**Description of the task:** Search the listing for the word "clicks" and return each line that contains it.

**Records shown:**
..............................

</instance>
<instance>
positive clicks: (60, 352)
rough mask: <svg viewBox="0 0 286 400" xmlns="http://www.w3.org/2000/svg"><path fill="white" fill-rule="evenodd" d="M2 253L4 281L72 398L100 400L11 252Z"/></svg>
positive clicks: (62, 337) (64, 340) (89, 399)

..............................

**Your solution:**
positive clicks: (60, 352)
positive clicks: (62, 337) (64, 340) (89, 399)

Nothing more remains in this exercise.